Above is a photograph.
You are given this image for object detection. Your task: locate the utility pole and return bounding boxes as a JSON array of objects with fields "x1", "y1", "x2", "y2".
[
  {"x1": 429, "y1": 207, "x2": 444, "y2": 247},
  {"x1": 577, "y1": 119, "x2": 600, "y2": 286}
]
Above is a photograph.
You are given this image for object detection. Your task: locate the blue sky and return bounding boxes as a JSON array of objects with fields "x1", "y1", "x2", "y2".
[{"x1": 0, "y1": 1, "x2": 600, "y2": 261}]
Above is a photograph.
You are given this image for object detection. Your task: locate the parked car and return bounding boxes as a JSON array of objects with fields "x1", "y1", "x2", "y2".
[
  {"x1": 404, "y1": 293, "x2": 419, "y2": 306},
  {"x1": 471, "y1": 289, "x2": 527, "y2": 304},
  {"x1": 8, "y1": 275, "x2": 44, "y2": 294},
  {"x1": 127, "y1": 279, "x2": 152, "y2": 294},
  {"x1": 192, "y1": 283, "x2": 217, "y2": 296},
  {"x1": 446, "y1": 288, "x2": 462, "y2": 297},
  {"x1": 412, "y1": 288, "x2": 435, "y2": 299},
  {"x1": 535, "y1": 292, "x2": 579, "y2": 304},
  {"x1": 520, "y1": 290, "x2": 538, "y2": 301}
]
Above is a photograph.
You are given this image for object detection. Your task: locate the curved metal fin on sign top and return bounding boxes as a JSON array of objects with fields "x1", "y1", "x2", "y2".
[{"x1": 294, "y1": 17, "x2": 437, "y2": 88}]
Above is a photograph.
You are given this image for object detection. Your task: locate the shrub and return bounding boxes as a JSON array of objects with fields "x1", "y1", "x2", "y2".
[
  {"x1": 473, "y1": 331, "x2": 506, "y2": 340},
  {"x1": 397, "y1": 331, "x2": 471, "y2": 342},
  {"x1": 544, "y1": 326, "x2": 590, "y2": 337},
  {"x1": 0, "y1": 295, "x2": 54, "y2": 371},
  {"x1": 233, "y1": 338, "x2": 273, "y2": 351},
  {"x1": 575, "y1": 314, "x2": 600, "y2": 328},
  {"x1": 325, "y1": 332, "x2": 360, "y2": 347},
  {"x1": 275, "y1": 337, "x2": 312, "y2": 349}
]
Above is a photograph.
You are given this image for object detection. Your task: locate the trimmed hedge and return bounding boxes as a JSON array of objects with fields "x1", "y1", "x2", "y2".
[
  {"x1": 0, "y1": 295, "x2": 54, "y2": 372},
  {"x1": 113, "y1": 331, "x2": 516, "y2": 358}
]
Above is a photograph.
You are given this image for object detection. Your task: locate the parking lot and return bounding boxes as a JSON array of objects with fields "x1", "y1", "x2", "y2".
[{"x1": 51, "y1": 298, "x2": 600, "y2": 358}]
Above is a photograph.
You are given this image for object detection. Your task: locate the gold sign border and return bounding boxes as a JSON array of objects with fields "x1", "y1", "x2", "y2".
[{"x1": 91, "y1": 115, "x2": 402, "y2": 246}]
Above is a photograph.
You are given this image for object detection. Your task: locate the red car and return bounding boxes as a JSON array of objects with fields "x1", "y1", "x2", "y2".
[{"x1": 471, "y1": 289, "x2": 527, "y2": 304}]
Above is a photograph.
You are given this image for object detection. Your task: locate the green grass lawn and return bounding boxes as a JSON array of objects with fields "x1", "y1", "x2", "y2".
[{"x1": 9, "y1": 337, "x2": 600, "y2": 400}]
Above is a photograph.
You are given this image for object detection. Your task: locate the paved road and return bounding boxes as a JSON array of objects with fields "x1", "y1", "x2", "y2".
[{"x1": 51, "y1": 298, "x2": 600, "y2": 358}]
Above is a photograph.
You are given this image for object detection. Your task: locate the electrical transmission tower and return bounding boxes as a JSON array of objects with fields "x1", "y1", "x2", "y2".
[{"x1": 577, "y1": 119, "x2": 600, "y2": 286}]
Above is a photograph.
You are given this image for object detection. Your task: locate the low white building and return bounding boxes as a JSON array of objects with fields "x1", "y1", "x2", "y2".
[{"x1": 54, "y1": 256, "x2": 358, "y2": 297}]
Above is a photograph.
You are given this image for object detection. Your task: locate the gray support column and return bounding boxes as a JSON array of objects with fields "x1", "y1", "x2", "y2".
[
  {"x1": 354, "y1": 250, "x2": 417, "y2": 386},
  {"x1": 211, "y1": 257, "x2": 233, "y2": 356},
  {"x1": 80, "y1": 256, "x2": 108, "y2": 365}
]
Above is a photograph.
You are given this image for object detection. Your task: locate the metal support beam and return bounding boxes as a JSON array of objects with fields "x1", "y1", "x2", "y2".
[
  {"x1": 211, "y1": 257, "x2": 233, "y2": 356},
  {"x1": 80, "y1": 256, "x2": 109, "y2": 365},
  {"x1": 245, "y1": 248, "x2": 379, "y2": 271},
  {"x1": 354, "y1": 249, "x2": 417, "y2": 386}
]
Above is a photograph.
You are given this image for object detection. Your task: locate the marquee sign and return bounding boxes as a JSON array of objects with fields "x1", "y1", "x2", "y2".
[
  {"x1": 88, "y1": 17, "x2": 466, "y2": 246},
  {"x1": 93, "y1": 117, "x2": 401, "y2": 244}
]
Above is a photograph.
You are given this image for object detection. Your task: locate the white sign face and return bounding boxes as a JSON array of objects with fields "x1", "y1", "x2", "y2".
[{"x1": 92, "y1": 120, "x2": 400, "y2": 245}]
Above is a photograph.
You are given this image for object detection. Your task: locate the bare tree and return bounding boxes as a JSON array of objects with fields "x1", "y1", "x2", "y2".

○ ○ ○ ○ ○ ○ ○

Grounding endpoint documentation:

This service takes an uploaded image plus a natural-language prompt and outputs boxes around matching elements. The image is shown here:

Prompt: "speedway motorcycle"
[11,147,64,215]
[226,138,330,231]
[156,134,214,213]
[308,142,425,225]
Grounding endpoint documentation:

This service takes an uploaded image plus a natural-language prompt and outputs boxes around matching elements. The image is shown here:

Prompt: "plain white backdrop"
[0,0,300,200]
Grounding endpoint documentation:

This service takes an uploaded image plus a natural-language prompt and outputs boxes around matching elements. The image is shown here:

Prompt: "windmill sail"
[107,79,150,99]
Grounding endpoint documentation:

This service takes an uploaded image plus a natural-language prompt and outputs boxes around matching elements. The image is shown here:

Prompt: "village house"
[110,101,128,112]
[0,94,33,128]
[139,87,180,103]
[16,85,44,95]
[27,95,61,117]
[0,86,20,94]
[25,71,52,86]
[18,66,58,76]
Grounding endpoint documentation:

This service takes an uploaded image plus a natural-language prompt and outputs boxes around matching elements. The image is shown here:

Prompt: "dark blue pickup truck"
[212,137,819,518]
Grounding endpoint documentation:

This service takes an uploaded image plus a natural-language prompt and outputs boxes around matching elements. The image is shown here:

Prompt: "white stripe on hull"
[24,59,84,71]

○ ○ ○ ○ ○ ○ ○

Stated problem: Collect every line in the rows above that contains the string "blue". Case counts.

Result:
You are given this image for object detection. Your task: locate the blue sky and return bounding boxes as a JSON array of objects with fields "x1", "y1", "x2", "y2".
Prompt: "dark blue pickup truck"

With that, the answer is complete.